Excerpt from a dataset:
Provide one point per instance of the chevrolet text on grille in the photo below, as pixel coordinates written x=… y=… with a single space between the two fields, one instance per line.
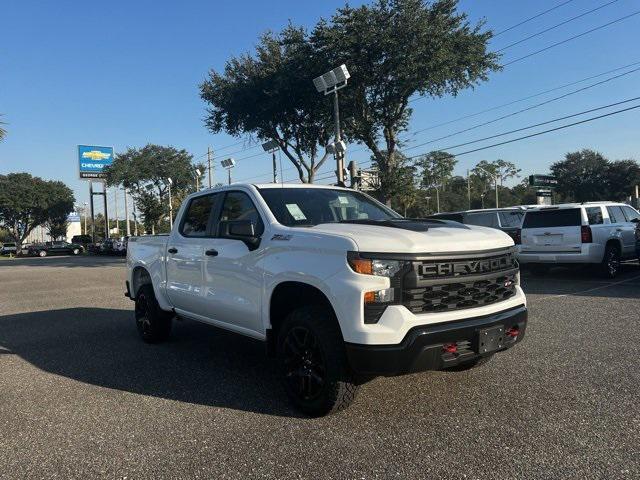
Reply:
x=466 y=267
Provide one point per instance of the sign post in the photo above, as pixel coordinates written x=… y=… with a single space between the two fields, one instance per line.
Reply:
x=92 y=160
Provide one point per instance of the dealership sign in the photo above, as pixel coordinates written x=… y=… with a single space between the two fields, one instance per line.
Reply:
x=548 y=181
x=92 y=161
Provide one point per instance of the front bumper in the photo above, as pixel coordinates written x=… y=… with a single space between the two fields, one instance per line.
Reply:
x=422 y=347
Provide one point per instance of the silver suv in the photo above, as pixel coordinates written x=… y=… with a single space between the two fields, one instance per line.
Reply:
x=598 y=233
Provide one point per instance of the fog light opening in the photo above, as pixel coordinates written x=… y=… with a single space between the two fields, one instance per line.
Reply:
x=450 y=348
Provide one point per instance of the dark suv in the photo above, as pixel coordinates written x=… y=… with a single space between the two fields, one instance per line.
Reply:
x=509 y=220
x=55 y=248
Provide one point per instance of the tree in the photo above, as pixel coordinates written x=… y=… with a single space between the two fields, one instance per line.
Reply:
x=269 y=95
x=3 y=132
x=436 y=170
x=145 y=172
x=27 y=202
x=582 y=176
x=395 y=50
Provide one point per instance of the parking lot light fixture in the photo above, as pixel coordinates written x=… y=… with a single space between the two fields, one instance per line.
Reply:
x=331 y=82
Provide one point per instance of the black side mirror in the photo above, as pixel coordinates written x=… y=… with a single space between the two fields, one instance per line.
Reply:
x=244 y=230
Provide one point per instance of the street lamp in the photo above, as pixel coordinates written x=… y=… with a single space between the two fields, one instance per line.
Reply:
x=272 y=147
x=228 y=163
x=331 y=82
x=197 y=173
x=169 y=183
x=495 y=180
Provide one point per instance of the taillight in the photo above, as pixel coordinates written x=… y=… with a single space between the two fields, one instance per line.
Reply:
x=517 y=236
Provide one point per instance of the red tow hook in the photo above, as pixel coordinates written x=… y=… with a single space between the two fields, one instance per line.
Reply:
x=513 y=332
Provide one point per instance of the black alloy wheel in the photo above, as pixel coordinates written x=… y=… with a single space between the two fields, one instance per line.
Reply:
x=305 y=370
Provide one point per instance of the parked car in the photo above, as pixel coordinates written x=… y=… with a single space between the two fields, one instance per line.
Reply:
x=338 y=286
x=8 y=248
x=56 y=248
x=509 y=219
x=595 y=233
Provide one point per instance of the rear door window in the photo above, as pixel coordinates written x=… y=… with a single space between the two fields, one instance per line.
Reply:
x=196 y=218
x=565 y=217
x=631 y=214
x=489 y=219
x=616 y=215
x=510 y=219
x=594 y=215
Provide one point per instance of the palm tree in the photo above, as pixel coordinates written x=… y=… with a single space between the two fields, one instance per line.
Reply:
x=3 y=132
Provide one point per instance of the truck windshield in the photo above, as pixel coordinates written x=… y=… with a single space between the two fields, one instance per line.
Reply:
x=306 y=207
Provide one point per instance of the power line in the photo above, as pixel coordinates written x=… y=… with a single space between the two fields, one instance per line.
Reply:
x=464 y=117
x=555 y=26
x=600 y=27
x=517 y=112
x=532 y=18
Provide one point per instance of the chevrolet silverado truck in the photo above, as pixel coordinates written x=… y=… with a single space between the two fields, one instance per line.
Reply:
x=339 y=287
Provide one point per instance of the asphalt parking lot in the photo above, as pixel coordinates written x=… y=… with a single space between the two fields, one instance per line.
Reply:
x=82 y=397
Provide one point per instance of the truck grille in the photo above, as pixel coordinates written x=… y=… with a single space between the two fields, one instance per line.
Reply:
x=438 y=285
x=459 y=295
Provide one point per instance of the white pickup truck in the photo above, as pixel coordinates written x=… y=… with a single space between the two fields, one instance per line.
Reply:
x=339 y=287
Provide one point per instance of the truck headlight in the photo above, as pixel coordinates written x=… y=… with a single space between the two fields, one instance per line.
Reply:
x=381 y=268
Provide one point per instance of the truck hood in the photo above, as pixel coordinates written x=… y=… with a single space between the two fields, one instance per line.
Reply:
x=423 y=238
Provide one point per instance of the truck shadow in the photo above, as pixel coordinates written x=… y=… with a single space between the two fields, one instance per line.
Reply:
x=200 y=364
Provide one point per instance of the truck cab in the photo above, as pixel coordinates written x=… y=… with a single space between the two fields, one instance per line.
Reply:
x=338 y=286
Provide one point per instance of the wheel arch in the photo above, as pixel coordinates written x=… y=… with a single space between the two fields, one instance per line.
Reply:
x=288 y=296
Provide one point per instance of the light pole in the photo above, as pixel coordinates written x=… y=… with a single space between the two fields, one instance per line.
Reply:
x=331 y=82
x=85 y=217
x=495 y=180
x=272 y=147
x=228 y=163
x=169 y=183
x=197 y=173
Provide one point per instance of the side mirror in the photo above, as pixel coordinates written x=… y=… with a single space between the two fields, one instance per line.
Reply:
x=244 y=230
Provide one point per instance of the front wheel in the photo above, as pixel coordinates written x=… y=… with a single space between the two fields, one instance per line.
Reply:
x=316 y=374
x=154 y=324
x=610 y=266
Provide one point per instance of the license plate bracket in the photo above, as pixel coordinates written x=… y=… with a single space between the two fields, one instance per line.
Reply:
x=491 y=339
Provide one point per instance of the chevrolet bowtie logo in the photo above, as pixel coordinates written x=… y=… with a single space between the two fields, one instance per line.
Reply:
x=95 y=155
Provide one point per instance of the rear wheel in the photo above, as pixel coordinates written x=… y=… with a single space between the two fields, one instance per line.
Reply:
x=154 y=324
x=316 y=374
x=610 y=266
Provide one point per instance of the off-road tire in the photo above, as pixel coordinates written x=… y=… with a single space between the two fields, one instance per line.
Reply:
x=329 y=361
x=153 y=323
x=610 y=266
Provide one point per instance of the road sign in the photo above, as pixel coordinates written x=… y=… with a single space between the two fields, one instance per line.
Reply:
x=548 y=181
x=92 y=160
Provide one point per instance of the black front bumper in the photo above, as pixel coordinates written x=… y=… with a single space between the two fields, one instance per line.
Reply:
x=422 y=348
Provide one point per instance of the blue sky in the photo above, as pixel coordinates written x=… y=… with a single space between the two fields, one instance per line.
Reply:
x=127 y=73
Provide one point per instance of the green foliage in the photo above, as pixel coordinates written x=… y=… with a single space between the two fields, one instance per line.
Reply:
x=396 y=49
x=269 y=95
x=587 y=175
x=145 y=171
x=27 y=202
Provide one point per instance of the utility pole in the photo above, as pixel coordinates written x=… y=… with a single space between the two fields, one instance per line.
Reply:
x=126 y=212
x=115 y=193
x=469 y=189
x=209 y=163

__WHAT YOU ARE ASKED TO DO__. Transcribe every line of the listing above word for word. Leave the pictures out.

__TASK SOLUTION__.
Provide one point per instance of the chevrolet text on grille in the photo below, as pixel coordinates written x=… y=… with a single space between the two fields, one instance per line.
Reply:
x=466 y=267
Provide one point per instance of the sign post in the photo above, as pixel coordinates written x=… y=… with a single space between the two fields, one instance per line.
Reply:
x=92 y=160
Provide one point per instance of the dealership sign in the photo above, as pixel coordinates written x=… y=… with a single space between the two fields, one instance per line.
Reply:
x=548 y=181
x=92 y=161
Provide one point per instance of the front bumper in the photo above, as pixel coordinates written x=… y=… with a single space between the two fields, one instance per line.
Reply:
x=422 y=347
Provide one point per instance of the silver suv in the photo above, as pixel coordinates written x=… y=… with a single space between the two fields, one instance per line.
Reply:
x=598 y=233
Provide one point per instance of the fog light opening in the photo above, as pixel coordinates written x=… y=… with a single space between the two fields, one instance per line.
Reply:
x=450 y=348
Provide one point per instance of the dark suv in the photo above, as pixel coordinates written x=… y=… with a single space between the two fields, one instance per line.
Reply:
x=509 y=220
x=55 y=248
Provide one point per instance of the tree in the photo above, as pixel coordinates written x=… y=… with a single space between the two fields, one instance per line.
Reply:
x=269 y=95
x=3 y=132
x=436 y=170
x=145 y=172
x=27 y=202
x=582 y=176
x=395 y=50
Provide one point per instance of the parking lot light fixture in the photo above, as pixel coordinates written x=… y=… with a single space between the two fields, one instance per line.
Reply:
x=331 y=82
Provide one point per instance of the black side mirror in the photo above, as pixel coordinates written x=… y=… with a single space between the two fields, one instance per line.
Reply:
x=244 y=230
Provide one point per instance of the street lamp in the photo above, as pixel coordinates written x=… y=… with a single space between the two fields, one instance per line.
Reply:
x=272 y=147
x=228 y=163
x=331 y=82
x=197 y=173
x=169 y=183
x=495 y=180
Provide one point per instance of the taillight in the photo above, as pixel coordinates written x=… y=… with a single space between the two fields, one instance per line.
Reply:
x=517 y=236
Provide one point per instance of the red tow hook in the photo above, as pixel coordinates written x=… y=… with a single space between the two fields, one instance per line.
Reply:
x=513 y=332
Provide one point per instance of the black alloy wheel in the photo above, as pixel coordinates written x=… y=… with a single space between the two fields, one instance per line.
Reply:
x=305 y=370
Provide one point per instance of the parked car in the photo above, as pixel coordinates written x=… y=… with a single space between the two fields, one instance per line.
Reply:
x=338 y=286
x=8 y=248
x=56 y=248
x=509 y=219
x=595 y=233
Provide one point per instance of the rear door window in the photo above, as pixel coordinates written x=… y=… with a single space between the two fields, one instance per line.
Reply:
x=196 y=218
x=565 y=217
x=631 y=214
x=489 y=219
x=616 y=215
x=510 y=219
x=594 y=215
Provide one point per instance of the palm tree in the photo above, as pixel coordinates written x=… y=… with a single space between the two fields, one instance per line.
Reply:
x=3 y=132
Provide one point per instance of the truck windshield in the photo above, as pixel coordinates written x=… y=… with a single space between the two fields, one instance per line.
Reply:
x=306 y=207
Provide one point per instance of the power line in the photo above, as pixel coordinates written x=… y=… with a single space between the two fields, one instance per line.
Reply:
x=464 y=117
x=555 y=26
x=600 y=27
x=517 y=112
x=532 y=18
Provide one point per instance of the chevrolet silverado truck in the photo above, as pixel coordinates written x=… y=… with a single space between the two fields, one instance per line.
Reply:
x=339 y=287
Provide one point per instance of the asphalt parking lot in the photo above, as pixel coordinates written x=… y=… with a single space between the two fields, one instance per line.
Reply:
x=82 y=397
Provide one point per instance of the truck grille in the photo above, as pixel coordinates written x=… y=… with a single space between the two fields, one instance per line.
Reply:
x=438 y=285
x=459 y=295
Provide one point per instance of the white pickup truck in the photo above, as pixel coordinates written x=… y=… with a single space between the two fields, one instance per line.
Reply:
x=339 y=287
Provide one point per instance of the truck headlight in the photo above, as pixel coordinates written x=… y=… with a single space between the two fields, one instance per line.
Reply:
x=381 y=268
Provide one point per instance of the truck hood in the photo above, as pixel coordinates written x=… y=… with a single space between the two fields, one instance per line.
Reply:
x=423 y=238
Provide one point per instance of the truck shadow in the photo above, as pixel coordinates written x=… y=… with a single space between the two fields, one instance per line.
Reply:
x=200 y=364
Provide one point per instance of the truck cab in the photo above, as pixel coordinates written x=… y=… with a single space between the two fields, one instance per line.
Reply:
x=338 y=286
Provide one point per instance of the wheel arch in the photo above, as pixel coordinates written x=… y=… with a single space between the two fields, one instance per line.
Reply:
x=288 y=296
Provide one point per instance of the light pole in the photo above, as pixel coordinates written x=… y=… with a single space between the two fields, one instance per line.
Reply:
x=331 y=82
x=85 y=217
x=495 y=180
x=272 y=147
x=228 y=163
x=169 y=183
x=197 y=173
Provide one point per instance of the side mirror in the photo above, as pixel coordinates written x=… y=… with a single space between the two fields, one instance per line.
Reply:
x=244 y=230
Provide one point per instance of the front wheel in the photo above, as pixel coordinates written x=… y=… with a single space between the two fields, one instance per line.
Reply:
x=316 y=374
x=154 y=324
x=610 y=266
Provide one point per instance of the license plate bracket in the photo above, as pixel coordinates written x=… y=… with a single space between the two fields, one instance per line.
Reply:
x=491 y=339
Provide one point per instance of the chevrolet bowtie logo in the photo above, as pixel coordinates written x=… y=… with a single space between the two fields, one instance per line.
Reply:
x=95 y=155
Provide one point per instance of the rear wheel in the photo above, as pixel coordinates written x=… y=… with a single space between the two fields, one instance per line.
Reply:
x=154 y=324
x=316 y=374
x=610 y=266
Provide one point per instance of the off-road tire in the photo above, as pixel coordinates written x=… y=… with a single space between the two fields, one instance per line.
Reply:
x=329 y=361
x=153 y=323
x=610 y=266
Provide one point per instance of the road sign in the photo above, as pixel coordinates written x=… y=… with a single space between the two fields, one instance per line.
Reply:
x=548 y=181
x=92 y=160
Provide one point per instance of the black front bumper in the photo above, as pixel coordinates written x=… y=… with a single space between the two fields, one instance per line.
Reply:
x=422 y=348
Provide one point per instance of the blue sky in the photo above, as pixel coordinates written x=… y=… with a single space between the two fields, one instance per line.
Reply:
x=127 y=73
Provide one point per instance of the green foliage in the photo above, as pixel coordinates written x=… y=… with a single space between the two fields, one instance per line.
Reply:
x=396 y=49
x=269 y=95
x=587 y=175
x=145 y=171
x=27 y=202
Provide one point per instance of the utility pole in the photo above, as pixel coordinates written x=… y=… with a single space between the two fields, one instance per line.
Reply:
x=126 y=212
x=115 y=193
x=469 y=189
x=209 y=163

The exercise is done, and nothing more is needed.